:: RECORDS FOR THIS TASK

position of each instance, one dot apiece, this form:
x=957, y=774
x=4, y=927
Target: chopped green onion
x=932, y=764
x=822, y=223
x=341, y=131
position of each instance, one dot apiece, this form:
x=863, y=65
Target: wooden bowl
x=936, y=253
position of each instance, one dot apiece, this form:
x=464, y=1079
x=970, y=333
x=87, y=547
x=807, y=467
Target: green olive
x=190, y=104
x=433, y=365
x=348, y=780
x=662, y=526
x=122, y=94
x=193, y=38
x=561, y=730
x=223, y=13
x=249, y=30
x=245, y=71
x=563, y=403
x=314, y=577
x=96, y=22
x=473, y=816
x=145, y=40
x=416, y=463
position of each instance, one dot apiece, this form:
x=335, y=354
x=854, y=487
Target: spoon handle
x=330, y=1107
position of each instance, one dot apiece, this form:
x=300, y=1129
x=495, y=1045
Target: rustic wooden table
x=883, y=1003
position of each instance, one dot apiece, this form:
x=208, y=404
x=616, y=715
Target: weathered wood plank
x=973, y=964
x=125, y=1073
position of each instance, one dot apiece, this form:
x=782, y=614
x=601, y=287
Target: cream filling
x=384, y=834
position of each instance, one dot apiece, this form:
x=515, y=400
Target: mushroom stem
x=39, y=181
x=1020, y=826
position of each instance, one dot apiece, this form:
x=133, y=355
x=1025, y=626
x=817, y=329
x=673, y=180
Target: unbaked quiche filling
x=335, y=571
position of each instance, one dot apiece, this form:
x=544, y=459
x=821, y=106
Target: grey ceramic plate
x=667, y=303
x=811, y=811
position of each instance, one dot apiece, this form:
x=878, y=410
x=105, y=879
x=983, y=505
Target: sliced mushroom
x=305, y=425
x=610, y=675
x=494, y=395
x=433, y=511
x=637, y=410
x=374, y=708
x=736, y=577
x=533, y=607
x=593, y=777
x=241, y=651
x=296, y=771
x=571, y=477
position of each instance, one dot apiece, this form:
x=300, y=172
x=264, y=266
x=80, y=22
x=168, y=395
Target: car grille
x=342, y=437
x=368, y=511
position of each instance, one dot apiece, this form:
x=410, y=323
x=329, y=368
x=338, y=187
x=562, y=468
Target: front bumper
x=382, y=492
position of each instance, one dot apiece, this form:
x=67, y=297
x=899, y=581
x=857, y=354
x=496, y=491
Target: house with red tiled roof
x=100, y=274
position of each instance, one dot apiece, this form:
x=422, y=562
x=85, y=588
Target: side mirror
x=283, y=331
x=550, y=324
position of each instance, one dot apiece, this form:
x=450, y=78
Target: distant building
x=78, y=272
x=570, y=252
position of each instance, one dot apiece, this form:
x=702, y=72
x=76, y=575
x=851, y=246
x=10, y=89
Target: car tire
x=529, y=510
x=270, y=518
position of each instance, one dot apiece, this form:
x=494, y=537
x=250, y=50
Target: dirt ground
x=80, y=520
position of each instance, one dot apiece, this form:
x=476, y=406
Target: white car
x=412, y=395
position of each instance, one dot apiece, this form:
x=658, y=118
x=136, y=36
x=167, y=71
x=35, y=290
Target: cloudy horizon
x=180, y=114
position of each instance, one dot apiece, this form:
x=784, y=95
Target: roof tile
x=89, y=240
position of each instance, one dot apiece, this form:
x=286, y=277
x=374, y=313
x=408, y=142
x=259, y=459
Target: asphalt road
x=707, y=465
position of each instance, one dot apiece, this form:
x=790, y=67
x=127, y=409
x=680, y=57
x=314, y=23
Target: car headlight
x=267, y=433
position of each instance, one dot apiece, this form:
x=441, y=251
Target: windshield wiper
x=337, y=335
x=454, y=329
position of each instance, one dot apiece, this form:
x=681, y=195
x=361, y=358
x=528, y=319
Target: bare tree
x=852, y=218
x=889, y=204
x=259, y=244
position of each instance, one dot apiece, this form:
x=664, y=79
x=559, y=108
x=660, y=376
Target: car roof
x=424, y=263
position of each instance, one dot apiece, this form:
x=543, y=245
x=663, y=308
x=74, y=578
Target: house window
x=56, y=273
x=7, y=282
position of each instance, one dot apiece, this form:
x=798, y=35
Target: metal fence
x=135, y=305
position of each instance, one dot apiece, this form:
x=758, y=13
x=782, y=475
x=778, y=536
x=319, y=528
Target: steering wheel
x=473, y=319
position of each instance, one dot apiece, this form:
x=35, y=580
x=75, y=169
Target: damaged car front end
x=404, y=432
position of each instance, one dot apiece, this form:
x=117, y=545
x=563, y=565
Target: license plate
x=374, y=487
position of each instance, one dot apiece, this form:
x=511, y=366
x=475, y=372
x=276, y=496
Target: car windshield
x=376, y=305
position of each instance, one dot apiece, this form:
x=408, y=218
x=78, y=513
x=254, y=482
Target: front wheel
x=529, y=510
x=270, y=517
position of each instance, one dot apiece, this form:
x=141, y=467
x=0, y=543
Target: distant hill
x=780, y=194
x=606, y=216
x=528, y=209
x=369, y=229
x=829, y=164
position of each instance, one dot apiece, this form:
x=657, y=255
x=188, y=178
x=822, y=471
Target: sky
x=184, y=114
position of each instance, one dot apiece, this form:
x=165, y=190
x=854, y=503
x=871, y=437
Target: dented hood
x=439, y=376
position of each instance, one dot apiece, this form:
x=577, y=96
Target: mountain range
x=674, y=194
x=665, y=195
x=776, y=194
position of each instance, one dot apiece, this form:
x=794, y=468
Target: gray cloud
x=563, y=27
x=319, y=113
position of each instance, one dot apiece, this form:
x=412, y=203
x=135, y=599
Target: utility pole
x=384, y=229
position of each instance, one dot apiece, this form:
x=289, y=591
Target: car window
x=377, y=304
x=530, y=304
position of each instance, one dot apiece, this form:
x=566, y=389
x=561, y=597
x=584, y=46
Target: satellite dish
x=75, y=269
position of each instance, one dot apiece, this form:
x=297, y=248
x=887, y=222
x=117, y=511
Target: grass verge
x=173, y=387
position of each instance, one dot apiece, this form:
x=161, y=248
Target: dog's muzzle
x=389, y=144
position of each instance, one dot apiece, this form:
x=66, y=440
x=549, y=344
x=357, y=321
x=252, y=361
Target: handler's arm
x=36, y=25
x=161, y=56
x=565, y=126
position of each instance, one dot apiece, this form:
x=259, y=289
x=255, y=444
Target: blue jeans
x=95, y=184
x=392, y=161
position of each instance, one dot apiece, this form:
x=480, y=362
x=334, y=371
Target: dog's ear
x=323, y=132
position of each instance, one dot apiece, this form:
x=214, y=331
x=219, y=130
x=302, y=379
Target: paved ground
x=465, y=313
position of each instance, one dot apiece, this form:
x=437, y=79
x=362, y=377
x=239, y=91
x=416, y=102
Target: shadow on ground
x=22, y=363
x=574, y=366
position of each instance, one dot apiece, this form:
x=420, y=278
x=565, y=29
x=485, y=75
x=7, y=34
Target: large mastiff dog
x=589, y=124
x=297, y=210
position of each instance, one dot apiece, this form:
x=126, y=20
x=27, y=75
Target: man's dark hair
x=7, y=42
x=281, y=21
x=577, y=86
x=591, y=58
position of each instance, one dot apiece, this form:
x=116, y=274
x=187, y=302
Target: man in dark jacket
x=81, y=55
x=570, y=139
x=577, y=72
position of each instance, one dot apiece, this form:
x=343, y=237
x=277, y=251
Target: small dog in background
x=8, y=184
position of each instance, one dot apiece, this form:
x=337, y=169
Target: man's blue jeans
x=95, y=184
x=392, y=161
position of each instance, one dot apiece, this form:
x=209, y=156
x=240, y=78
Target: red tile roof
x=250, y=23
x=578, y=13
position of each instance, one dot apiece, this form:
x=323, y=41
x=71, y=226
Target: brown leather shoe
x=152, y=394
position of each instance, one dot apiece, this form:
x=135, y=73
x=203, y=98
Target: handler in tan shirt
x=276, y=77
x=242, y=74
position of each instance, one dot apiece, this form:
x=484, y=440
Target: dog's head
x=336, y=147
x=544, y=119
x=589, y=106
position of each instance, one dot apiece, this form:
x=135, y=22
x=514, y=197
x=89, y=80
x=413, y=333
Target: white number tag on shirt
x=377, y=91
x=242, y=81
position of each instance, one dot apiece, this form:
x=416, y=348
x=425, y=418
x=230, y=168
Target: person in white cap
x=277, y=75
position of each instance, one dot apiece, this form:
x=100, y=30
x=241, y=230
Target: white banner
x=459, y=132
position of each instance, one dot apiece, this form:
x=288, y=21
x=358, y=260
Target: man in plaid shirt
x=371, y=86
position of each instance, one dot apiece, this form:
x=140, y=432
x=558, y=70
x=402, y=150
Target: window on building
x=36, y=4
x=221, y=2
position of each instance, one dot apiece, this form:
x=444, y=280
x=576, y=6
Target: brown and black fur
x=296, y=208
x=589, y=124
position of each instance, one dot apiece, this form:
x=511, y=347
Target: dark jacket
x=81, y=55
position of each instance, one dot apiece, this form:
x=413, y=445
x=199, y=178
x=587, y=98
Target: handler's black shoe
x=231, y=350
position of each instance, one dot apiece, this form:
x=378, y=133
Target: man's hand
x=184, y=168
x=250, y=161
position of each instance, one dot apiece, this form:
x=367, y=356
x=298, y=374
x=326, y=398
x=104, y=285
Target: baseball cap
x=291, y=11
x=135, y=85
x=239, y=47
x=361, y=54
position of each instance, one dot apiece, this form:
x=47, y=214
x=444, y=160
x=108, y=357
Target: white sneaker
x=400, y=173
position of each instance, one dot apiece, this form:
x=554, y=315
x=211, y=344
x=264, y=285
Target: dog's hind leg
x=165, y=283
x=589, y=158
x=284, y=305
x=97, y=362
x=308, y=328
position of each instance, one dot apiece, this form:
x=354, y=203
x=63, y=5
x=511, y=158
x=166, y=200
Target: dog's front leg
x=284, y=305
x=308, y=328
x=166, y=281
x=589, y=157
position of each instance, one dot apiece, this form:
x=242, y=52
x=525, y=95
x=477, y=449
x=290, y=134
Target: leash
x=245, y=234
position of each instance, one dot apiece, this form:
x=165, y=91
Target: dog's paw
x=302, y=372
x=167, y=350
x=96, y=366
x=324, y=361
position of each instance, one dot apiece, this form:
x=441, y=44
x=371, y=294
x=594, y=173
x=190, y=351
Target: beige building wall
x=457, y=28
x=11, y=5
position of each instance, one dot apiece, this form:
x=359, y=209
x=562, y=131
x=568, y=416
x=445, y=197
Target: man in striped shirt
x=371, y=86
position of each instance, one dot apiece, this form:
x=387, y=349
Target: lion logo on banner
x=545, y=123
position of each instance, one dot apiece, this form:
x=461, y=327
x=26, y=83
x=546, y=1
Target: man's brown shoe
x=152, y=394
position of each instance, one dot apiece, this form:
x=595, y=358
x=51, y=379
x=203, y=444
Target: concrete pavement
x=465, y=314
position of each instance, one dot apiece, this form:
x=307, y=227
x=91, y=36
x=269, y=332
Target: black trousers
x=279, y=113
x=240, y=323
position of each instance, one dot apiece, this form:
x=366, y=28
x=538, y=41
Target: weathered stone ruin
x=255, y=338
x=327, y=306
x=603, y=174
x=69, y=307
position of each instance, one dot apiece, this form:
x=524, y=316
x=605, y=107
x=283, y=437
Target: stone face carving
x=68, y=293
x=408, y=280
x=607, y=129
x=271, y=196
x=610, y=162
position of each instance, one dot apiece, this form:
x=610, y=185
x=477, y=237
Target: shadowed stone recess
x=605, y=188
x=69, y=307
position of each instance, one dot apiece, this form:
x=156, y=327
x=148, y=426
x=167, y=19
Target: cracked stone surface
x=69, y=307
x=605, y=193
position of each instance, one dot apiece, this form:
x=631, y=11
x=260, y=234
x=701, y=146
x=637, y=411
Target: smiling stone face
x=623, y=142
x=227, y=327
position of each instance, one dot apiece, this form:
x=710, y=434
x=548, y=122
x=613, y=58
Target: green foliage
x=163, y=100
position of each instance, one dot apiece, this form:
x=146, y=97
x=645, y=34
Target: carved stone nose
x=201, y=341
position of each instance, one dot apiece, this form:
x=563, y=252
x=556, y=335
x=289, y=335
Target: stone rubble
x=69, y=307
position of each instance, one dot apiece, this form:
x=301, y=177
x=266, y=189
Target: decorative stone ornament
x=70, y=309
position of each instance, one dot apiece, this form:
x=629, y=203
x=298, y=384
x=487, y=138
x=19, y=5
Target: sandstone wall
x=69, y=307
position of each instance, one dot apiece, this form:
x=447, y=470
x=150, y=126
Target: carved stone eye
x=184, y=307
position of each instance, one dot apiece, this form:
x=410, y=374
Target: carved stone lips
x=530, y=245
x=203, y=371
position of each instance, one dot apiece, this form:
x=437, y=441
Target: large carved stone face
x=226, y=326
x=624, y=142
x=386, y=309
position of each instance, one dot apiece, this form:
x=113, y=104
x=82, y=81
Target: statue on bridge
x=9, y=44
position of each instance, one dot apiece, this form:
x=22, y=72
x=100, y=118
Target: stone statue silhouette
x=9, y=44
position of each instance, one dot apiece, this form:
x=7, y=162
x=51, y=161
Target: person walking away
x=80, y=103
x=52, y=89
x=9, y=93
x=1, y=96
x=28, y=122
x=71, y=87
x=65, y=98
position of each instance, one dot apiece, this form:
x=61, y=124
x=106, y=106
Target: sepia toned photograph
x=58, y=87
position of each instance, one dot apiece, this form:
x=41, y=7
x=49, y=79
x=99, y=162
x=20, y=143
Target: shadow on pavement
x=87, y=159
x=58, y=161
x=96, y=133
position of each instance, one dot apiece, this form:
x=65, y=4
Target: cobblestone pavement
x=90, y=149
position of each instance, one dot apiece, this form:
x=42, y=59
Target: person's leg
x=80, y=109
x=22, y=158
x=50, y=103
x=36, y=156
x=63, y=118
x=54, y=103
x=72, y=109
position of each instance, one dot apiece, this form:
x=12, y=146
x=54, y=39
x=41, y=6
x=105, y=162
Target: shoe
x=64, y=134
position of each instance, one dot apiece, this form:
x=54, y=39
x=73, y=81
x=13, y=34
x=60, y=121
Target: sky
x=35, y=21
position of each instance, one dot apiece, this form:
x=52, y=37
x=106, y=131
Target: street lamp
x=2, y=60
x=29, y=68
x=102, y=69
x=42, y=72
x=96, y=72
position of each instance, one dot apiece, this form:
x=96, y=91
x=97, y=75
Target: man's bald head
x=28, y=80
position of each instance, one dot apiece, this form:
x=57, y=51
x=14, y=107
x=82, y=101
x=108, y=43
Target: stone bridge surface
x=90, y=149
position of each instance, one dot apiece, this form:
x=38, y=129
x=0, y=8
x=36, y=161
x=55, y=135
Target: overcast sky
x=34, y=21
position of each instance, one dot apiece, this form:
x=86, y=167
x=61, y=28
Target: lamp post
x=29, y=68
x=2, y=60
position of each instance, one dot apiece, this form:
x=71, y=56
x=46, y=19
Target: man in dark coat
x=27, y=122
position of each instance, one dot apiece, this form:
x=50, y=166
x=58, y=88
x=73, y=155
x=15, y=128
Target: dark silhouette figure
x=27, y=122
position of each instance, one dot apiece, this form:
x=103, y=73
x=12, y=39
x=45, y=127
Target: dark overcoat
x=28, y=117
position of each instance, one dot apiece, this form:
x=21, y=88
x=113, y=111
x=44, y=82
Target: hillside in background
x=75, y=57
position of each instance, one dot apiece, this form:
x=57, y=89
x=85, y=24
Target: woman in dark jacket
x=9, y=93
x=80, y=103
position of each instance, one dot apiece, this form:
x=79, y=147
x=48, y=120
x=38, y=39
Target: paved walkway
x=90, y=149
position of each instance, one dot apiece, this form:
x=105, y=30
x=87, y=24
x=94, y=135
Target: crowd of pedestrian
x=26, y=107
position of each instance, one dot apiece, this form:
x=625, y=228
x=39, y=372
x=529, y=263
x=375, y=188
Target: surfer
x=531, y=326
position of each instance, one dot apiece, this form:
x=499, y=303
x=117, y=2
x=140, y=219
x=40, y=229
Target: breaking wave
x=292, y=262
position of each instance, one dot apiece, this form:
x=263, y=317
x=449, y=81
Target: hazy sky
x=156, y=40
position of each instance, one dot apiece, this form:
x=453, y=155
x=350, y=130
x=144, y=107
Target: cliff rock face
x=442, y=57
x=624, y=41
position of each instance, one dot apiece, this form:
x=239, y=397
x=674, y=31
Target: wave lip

::::

— DIRECTIONS —
The answer must be a verbatim transcription of the entries above, from the first line through the line that contains "x=496, y=491", and nothing more.

— RESULT OF THE EXERCISE —
position of each instance, one dot apiece, this form:
x=957, y=774
x=4, y=927
Target: chopped green onion
x=932, y=764
x=822, y=223
x=341, y=131
position of each instance, one dot apiece, this form:
x=863, y=65
Target: wooden bowl
x=936, y=253
position of each instance, one dot apiece, this form:
x=464, y=1079
x=970, y=333
x=87, y=547
x=807, y=467
Target: green olive
x=190, y=104
x=433, y=365
x=348, y=780
x=662, y=526
x=122, y=94
x=193, y=38
x=561, y=730
x=223, y=13
x=249, y=30
x=245, y=71
x=563, y=403
x=314, y=577
x=96, y=22
x=473, y=816
x=145, y=40
x=416, y=463
position of each instance, one dot apiece, this form:
x=335, y=354
x=854, y=487
Target: spoon handle
x=330, y=1107
position of each instance, one dot apiece, this form:
x=300, y=1129
x=495, y=1045
Target: rustic wooden table
x=883, y=1003
position of each instance, one dot apiece, this form:
x=208, y=404
x=616, y=715
Target: weathered wood plank
x=973, y=964
x=125, y=1073
position of each instance, one dot apiece, this form:
x=782, y=614
x=601, y=287
Target: cream filling
x=384, y=834
position of each instance, one dot apiece, this form:
x=515, y=400
Target: mushroom stem
x=39, y=181
x=1020, y=826
position of each instance, one dot apiece, this form:
x=133, y=355
x=1025, y=626
x=817, y=329
x=673, y=180
Target: unbaked quiche filling
x=335, y=571
position of each instance, one dot apiece, this form:
x=544, y=459
x=821, y=106
Target: grey ceramic plate
x=667, y=303
x=811, y=811
position of each instance, one dot apiece, this form:
x=878, y=410
x=105, y=879
x=983, y=505
Target: sliced mushroom
x=305, y=425
x=610, y=675
x=494, y=395
x=433, y=511
x=637, y=410
x=374, y=708
x=736, y=577
x=533, y=607
x=593, y=777
x=241, y=651
x=296, y=771
x=571, y=477
position of each instance, one dot apiece, this form:
x=300, y=172
x=264, y=266
x=80, y=22
x=168, y=395
Target: car grille
x=342, y=437
x=368, y=511
position of each instance, one dot apiece, this form:
x=410, y=323
x=329, y=368
x=338, y=187
x=562, y=468
Target: front bumper
x=382, y=492
position of each instance, one dot apiece, this form:
x=67, y=297
x=899, y=581
x=857, y=354
x=496, y=491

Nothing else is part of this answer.